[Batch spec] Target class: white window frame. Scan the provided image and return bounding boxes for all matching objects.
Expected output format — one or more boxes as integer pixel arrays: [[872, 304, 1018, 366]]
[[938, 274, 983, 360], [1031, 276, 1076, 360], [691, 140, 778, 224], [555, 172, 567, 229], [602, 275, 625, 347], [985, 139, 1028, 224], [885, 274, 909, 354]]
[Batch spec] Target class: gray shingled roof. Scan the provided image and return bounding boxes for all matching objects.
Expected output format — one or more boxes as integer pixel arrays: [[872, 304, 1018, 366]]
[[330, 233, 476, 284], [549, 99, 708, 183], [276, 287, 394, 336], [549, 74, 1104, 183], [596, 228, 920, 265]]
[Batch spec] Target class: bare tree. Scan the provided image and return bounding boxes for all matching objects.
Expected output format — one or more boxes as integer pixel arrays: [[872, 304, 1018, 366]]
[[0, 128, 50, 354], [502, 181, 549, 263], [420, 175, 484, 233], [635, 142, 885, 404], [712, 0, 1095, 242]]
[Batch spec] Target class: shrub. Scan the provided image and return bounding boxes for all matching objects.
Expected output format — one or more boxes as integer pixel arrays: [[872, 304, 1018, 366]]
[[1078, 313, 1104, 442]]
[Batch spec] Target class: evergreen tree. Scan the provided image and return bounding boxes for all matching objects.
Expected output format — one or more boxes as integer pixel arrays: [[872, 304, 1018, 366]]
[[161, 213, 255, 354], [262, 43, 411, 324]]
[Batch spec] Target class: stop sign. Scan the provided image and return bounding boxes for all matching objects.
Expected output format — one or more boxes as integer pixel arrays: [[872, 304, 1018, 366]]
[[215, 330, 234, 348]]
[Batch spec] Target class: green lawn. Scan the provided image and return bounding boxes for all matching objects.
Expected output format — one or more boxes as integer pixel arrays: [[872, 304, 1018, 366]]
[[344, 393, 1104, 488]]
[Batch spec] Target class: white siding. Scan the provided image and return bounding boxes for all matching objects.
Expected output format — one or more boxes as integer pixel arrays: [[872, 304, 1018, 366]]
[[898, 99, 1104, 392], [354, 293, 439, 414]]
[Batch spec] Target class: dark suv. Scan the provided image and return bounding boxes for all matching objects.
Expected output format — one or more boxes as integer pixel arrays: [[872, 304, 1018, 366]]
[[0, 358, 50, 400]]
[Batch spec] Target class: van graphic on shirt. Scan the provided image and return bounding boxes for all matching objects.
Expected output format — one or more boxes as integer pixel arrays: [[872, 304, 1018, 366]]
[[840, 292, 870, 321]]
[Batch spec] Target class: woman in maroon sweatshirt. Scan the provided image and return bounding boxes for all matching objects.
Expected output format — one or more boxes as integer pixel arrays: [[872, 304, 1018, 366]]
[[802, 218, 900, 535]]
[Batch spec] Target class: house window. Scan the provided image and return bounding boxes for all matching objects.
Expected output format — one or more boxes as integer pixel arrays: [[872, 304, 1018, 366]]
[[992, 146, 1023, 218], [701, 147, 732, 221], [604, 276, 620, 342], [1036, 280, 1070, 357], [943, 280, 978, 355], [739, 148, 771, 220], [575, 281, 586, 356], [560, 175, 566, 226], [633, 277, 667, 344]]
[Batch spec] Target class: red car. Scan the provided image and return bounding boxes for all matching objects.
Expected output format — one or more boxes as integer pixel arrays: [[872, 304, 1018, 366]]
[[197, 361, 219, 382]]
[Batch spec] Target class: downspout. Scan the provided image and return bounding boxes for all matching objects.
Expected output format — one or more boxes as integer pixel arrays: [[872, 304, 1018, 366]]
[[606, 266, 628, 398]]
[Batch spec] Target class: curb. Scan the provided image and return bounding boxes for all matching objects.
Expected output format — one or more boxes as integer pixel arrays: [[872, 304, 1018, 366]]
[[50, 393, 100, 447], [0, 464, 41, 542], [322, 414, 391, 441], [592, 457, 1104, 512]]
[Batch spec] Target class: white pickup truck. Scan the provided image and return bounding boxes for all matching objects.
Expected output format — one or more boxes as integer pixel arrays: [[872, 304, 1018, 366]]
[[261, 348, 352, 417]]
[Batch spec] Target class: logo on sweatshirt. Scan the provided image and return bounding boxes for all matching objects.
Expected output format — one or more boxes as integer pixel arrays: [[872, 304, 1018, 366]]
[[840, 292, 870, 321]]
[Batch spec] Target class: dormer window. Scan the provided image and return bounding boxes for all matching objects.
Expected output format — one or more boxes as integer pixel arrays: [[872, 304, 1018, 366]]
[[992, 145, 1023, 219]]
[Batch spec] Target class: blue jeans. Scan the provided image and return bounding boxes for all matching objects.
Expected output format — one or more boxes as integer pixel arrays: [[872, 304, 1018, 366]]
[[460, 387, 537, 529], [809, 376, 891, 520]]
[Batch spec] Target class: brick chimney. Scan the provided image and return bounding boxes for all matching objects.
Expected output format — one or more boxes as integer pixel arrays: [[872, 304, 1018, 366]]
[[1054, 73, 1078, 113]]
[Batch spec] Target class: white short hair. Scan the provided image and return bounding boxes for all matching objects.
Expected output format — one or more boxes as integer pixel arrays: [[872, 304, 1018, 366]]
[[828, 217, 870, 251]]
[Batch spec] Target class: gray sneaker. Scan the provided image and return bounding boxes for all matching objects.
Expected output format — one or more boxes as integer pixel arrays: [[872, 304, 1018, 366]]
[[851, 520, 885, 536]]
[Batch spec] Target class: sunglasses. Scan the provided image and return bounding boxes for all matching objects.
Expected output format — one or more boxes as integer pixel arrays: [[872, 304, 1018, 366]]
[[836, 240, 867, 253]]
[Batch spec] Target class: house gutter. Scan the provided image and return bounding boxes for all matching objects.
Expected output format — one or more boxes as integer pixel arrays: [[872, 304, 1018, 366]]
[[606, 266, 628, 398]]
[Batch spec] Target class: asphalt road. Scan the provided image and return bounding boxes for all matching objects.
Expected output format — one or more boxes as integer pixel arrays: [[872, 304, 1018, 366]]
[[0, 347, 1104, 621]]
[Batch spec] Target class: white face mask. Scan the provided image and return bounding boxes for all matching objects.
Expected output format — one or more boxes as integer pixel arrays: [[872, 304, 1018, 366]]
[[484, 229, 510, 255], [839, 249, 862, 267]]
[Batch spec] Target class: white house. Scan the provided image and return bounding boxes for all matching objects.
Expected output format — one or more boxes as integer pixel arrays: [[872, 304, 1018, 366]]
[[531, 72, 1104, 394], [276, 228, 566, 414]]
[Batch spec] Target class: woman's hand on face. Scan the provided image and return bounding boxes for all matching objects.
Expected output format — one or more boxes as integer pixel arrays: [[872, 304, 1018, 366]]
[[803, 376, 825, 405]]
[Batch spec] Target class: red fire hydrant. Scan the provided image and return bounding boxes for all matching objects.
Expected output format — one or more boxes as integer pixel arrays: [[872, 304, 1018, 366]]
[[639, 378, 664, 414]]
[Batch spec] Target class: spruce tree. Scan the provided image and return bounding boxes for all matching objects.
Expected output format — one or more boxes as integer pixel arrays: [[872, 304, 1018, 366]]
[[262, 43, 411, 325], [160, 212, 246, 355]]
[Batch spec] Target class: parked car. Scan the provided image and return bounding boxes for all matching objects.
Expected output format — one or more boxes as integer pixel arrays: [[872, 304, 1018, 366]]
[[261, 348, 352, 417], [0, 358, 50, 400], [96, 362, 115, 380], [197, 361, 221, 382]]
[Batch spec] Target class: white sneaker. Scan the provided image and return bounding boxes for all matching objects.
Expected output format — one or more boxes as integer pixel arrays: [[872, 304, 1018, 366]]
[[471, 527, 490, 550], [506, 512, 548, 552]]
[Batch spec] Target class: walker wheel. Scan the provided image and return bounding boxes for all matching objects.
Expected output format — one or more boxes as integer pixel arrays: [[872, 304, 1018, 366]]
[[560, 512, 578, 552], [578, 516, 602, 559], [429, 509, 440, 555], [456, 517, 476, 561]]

- **Exercise brief**
Return, unchanged, the lines of the material starting with the line that contains "[Batch spec] Target class: curb." and going on through the line that contains "[[828, 217, 870, 251]]".

- **Answer to the problem**
[Batch spec] Target class: curb. Scan the provided image and return bounding boxes for all matching objects.
Expected output format — one or more boxes as integer pixel arrays: [[872, 304, 1018, 366]]
[[50, 393, 100, 447], [0, 464, 41, 542], [322, 414, 391, 441], [592, 457, 1104, 512]]
[Batch spec] Target class: white pickup truck. Scan the provided image and return bounding boxes for all matching objects.
Expected output format — one or more boxes as integer pixel arrays: [[872, 304, 1018, 366]]
[[261, 348, 352, 417]]
[Batch spec] Target class: logo on sweatshirt. Scan the provided image and return bounding boxes for all matching objects.
Expected output format — one or more boxes as integer pixel arrays: [[872, 304, 1018, 366]]
[[840, 292, 870, 321]]
[Batch spec] Target class: dormer window. Scan the provided image and return bounding boxes for all matching objects.
Expected output format — one or more boxes as integer pixel arrays: [[872, 304, 1018, 366]]
[[992, 145, 1023, 219]]
[Batch spec] Target class: blue jeans. Scan the provided image and return bounding boxes for all matching objects.
Expected output format — one or more boxes as integer pixel arrays: [[872, 304, 1018, 366]]
[[460, 387, 537, 529], [809, 376, 891, 520]]
[Batch spec] Target class: brick chimney. Scan the provided image and return bounding boxes for all matching objects.
Expected output format — one or more boxes as integer pixel arrays: [[872, 304, 1018, 366]]
[[1054, 73, 1078, 113]]
[Batch spec] Target class: white short hair. Scan the provided image and return bounding boxes for all matching objects.
Expected output format — one or more boxes as integer pixel arrays: [[872, 304, 1018, 366]]
[[828, 217, 870, 251]]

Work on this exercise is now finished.